• **Directions for this task**: Rewrite the items from the first line up to and including the line containing "[(616, 647), (769, 697)]" as a JSON list of strings, with one string per line and no blank lines.

• **Given data**:
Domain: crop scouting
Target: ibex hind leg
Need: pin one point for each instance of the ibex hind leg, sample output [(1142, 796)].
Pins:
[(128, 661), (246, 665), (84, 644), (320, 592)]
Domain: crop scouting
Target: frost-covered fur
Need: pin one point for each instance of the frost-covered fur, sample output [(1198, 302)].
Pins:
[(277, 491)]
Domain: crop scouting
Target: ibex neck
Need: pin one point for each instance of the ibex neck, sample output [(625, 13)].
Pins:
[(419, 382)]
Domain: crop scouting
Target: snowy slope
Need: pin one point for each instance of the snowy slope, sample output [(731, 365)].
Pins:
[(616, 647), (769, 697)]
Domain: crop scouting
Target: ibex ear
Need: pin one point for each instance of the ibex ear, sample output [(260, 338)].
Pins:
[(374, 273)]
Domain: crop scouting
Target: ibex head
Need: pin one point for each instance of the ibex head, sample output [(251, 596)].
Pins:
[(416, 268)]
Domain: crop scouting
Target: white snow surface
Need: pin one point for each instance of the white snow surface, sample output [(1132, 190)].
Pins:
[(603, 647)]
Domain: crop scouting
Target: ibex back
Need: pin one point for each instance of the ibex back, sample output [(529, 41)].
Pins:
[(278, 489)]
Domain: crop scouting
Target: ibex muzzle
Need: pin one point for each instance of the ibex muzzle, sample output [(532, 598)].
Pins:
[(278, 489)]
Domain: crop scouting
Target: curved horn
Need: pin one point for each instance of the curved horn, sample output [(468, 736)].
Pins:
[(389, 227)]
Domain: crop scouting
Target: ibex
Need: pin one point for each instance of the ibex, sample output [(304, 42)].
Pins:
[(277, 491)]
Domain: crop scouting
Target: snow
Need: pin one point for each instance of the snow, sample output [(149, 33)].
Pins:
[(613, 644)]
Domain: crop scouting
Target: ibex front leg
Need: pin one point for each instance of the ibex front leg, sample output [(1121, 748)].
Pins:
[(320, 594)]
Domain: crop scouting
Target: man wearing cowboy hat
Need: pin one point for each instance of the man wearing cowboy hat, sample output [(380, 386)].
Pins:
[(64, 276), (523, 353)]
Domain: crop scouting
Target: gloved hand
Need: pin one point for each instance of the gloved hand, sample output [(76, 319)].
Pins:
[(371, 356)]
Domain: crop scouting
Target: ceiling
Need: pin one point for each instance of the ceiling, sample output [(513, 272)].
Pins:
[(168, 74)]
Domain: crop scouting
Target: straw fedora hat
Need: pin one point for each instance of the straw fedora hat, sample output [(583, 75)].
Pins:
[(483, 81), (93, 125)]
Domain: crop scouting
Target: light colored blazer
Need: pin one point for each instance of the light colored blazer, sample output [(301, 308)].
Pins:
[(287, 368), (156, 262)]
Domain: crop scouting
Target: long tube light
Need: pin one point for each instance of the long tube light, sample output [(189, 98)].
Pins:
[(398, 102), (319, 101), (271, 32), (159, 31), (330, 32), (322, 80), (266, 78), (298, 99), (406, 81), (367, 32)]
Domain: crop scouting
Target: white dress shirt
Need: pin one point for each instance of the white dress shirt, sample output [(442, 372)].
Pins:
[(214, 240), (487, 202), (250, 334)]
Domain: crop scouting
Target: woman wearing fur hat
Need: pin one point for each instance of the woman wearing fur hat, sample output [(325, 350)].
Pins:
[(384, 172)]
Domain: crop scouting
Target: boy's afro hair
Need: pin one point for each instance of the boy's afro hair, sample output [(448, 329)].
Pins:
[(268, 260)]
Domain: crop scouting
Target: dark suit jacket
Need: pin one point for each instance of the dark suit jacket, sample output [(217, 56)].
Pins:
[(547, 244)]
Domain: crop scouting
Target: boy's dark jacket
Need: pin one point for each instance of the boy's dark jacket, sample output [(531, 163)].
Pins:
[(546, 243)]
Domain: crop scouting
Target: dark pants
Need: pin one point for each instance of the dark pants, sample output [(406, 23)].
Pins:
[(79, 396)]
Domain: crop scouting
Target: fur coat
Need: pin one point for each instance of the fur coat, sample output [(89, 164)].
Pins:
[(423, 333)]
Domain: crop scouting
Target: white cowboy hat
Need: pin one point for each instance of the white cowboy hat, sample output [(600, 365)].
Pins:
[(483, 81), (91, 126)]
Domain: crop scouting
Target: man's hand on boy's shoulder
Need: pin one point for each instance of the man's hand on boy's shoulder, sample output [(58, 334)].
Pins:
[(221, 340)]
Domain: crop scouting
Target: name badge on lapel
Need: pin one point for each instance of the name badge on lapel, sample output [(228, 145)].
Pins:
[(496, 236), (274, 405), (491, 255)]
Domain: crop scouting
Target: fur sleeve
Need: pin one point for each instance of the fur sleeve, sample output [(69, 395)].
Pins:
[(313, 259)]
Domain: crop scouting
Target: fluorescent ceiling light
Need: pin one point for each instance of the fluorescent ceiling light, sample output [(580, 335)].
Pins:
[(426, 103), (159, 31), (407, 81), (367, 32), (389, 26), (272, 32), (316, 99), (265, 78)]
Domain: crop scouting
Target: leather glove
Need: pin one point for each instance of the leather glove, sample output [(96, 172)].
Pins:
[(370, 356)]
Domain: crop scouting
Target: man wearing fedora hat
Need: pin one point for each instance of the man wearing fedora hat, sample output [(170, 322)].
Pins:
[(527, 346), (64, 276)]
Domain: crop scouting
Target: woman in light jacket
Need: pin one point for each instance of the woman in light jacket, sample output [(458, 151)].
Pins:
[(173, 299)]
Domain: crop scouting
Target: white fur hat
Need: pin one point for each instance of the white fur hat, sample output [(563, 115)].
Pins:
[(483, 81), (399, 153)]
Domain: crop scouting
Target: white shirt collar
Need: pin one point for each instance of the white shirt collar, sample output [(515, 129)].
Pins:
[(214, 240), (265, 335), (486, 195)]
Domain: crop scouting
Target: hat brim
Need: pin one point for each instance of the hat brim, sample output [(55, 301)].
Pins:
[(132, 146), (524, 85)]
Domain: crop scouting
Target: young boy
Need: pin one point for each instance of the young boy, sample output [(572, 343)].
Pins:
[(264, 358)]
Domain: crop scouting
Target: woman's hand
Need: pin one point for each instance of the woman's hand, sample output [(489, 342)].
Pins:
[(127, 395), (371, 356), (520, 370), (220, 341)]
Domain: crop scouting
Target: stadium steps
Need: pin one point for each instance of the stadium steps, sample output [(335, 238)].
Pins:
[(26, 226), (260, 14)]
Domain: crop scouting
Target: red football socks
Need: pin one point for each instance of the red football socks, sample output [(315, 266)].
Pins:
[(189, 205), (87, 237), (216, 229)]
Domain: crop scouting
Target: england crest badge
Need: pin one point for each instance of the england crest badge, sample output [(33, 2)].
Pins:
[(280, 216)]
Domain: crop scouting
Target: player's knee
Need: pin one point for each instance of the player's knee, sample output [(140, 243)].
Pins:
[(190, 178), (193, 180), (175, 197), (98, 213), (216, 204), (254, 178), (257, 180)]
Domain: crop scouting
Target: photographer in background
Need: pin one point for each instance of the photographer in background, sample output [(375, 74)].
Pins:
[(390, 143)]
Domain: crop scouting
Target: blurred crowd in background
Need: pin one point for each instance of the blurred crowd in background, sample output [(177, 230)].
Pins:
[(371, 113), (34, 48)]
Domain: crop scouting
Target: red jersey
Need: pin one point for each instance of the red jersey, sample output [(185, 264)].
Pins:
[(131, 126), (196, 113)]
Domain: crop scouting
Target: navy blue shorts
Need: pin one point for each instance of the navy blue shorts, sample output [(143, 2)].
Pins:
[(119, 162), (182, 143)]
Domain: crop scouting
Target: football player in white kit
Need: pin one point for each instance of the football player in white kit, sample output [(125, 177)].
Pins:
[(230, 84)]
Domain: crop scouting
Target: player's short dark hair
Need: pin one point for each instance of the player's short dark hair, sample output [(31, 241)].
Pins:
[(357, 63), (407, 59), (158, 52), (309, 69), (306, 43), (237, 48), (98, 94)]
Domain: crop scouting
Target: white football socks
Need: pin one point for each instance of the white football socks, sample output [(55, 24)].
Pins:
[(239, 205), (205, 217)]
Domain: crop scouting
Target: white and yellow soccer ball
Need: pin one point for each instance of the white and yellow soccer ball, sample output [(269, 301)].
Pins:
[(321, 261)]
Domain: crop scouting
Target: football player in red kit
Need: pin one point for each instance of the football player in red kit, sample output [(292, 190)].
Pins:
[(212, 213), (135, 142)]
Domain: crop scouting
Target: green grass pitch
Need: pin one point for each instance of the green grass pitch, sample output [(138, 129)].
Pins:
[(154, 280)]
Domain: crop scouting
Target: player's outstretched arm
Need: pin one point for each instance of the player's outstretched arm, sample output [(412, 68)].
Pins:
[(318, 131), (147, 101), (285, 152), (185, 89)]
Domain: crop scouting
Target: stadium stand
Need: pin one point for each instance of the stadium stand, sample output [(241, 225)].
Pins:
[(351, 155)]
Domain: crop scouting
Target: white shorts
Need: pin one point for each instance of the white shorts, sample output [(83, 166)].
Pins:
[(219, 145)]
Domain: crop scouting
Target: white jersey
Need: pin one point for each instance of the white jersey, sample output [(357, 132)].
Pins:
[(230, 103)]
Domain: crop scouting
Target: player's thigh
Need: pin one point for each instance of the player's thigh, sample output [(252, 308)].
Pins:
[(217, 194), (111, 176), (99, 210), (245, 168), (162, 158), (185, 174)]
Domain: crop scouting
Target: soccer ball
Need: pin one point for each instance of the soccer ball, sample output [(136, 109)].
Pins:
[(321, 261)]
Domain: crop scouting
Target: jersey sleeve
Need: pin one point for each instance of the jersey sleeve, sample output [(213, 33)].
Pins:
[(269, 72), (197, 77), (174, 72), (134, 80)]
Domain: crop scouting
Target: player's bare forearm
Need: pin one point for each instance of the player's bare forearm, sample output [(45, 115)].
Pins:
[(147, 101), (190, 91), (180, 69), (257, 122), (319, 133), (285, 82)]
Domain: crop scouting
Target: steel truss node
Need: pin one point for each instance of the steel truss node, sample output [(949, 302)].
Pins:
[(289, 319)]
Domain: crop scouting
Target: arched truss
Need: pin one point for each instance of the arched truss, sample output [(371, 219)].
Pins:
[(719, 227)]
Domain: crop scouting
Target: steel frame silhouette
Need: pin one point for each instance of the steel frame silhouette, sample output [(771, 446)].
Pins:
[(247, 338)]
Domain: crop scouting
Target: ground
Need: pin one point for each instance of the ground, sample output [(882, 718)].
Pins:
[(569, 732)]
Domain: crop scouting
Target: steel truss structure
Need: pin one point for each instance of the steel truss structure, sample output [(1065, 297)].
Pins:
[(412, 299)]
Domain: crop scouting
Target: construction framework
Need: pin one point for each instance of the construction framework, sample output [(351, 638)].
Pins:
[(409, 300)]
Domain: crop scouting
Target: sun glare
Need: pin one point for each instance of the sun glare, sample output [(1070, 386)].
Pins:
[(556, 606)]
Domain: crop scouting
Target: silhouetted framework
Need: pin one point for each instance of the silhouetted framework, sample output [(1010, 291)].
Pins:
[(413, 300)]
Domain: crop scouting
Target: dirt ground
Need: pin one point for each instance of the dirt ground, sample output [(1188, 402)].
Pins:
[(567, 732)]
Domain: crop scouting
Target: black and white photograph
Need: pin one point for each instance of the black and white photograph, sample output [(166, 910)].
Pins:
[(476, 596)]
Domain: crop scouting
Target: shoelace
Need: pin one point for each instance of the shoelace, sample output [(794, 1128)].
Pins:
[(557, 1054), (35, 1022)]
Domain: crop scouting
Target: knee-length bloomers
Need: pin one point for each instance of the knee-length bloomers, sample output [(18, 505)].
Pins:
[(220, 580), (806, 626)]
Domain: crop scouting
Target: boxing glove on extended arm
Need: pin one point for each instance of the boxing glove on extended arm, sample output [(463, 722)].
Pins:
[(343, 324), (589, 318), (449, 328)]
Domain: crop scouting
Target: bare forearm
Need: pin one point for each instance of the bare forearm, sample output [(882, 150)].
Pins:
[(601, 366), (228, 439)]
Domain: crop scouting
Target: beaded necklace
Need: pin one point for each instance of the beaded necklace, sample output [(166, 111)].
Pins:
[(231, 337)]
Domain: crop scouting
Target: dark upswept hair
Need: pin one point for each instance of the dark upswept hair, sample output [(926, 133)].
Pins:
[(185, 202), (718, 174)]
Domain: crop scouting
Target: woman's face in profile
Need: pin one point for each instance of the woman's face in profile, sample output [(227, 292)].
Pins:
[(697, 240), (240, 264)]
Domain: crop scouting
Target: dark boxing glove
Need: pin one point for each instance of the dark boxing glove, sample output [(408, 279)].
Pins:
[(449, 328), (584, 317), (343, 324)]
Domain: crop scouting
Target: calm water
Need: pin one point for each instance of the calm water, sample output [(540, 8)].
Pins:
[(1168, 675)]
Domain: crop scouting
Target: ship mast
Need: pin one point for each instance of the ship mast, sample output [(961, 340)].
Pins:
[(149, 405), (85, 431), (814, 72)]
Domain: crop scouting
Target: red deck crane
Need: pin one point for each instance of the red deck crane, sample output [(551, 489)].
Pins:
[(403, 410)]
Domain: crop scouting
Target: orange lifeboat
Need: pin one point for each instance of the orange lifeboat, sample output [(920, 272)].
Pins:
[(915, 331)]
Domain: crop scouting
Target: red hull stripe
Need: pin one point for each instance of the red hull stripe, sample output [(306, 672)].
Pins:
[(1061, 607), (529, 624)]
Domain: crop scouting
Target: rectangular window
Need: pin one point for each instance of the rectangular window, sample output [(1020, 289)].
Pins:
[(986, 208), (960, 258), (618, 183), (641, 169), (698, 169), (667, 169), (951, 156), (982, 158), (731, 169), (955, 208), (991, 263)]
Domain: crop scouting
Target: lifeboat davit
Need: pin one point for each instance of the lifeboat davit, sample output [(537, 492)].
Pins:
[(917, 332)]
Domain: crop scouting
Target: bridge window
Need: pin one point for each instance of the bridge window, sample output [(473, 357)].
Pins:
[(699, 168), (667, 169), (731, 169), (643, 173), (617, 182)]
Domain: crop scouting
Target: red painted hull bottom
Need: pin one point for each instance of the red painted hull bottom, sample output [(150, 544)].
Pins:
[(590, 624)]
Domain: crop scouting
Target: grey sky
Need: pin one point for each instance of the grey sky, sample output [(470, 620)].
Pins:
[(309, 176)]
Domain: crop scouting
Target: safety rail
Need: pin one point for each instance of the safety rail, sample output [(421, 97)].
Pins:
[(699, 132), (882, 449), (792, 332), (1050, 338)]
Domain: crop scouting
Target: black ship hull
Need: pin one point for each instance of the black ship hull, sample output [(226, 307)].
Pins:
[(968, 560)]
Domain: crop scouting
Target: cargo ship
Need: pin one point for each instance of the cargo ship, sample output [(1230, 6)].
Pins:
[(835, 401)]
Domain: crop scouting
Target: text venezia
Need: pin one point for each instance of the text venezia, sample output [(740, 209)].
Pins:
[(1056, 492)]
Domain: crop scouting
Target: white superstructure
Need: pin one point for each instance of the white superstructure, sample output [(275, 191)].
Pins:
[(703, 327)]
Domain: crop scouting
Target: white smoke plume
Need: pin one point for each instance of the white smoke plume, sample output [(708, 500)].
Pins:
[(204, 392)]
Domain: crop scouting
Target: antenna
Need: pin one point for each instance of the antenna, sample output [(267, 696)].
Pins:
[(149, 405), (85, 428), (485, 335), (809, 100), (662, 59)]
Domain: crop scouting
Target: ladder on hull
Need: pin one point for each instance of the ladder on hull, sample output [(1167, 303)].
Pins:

• **Complete answer**:
[
  "Domain: crop scouting",
  "Target: ibex hind leg",
  "Need: pin one point for each instance of the ibex hind leg, sample output [(1142, 796)].",
  "Pins:",
  "[(128, 661), (246, 665), (84, 644), (320, 592)]",
  "Domain: crop scouting",
  "Target: frost-covered fur",
  "Need: pin one point for each instance of the frost-covered fur, sample output [(1198, 302)].",
  "Pins:",
  "[(277, 491)]",
  "Domain: crop scouting",
  "Target: ibex neck",
  "Need: pin one point for each instance of the ibex neck, sample output [(625, 13)].",
  "Pins:",
  "[(419, 382)]",
  "Domain: crop scouting",
  "Target: snowy slope",
  "Need: pin one point for each instance of the snowy slope, sample output [(731, 365)].",
  "Pins:",
  "[(616, 647), (769, 697)]"
]